Excerpts of pointing data:
------------

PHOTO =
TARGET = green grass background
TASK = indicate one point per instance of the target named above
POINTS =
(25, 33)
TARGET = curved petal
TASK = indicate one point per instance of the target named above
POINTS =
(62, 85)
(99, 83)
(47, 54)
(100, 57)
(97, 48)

------------

### Stated task
Please rewrite all the records, substituting "occurrence" for every "instance" and leaving everything else unchanged.

### Written solution
PHOTO =
TARGET = green grass background
TASK = indicate one point per occurrence of the target named above
POINTS =
(25, 33)
TARGET = curved petal
TASK = indicate one point per occurrence of the target named above
POINTS =
(62, 85)
(99, 83)
(47, 54)
(100, 57)
(97, 48)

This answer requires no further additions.